(Problem to work on) Reproduce the session notes word for word, from "When we fail, we" to "of different backgrounds.".

*** Selected passage ***

SESSION 5: Rasmus Ankersen

While we talk a lot about success, we rarely talk about the risks that come with success that lead to downfall.

Humans are living longer and longer, but organizations are living shorter and shorter lives.

When an organization becomes successful, it is no longer fighting its competitors. It begins fighting itself.

OUTCOME BIAS: we assume that good results always come from superior performance [and good decisions].

Success turns luck into genius.

The less goals in a game, the more impact of little events. (Consider fútbol vs. basketball)

When we fail, we ask questions. When we succeed, we don’t ask the same questions. How many leaders confuse good leadership with good market conditions?

To stay relevant, successful organizations should think more like good gamblers. Ask the questions of a gambler; Why were we successful, Is it possible our lead table actually lied; Perhaps someone cheated?

Never treat success blindly, but rather treat success in the same way you would treat failure.

Comfort as the inverse of Improvement.

So, which industry are we actually competing in? [Lego CEO] Are you the fat cat that has reached the top of the mountain, or are you the little entrepreneur that is just beginning? Leaders frame that reference.

SESSION 5: David Livermore

Cultural Intelligence is just the ability to work with different people of different backgrounds.

The number one characteristic that defines the culturally intelligent leader is their curiosity, what we call their CQ drive. Rather than trying to evaluate whether or not I or you are right or wrong, but rather to participate in “perspective taking.” We do this when we buy a gift for someone.

We are in desperate need of culturally intelligent leaders who will lean in and say, “help me understand.”

*** Exercise data ***

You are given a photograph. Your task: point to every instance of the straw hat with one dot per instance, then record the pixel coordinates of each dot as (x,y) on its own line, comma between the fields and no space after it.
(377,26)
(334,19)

***

(Solution to this task)
When we fail, we ask questions. When we succeed, we don’t ask the same questions. How many leaders confuse good leadership with good market conditions?

To stay relevant, successful organizations should think more like good gamblers. Ask the questions of a gambler; Why were we successful, Is it possible our lead table actually lied; Perhaps someone cheated?

Never treat success blindly, but rather treat success in the same way you would treat failure.

Comfort as the inverse of Improvement.

So, which industry are we actually competing in? [Lego CEO] Are you the fat cat that has reached the top of the mountain, or are you the little entrepreneur that is just beginning? Leaders frame that reference.

SESSION 5: David Livermore

Cultural Intelligence is just the ability to work with different people of different backgrounds.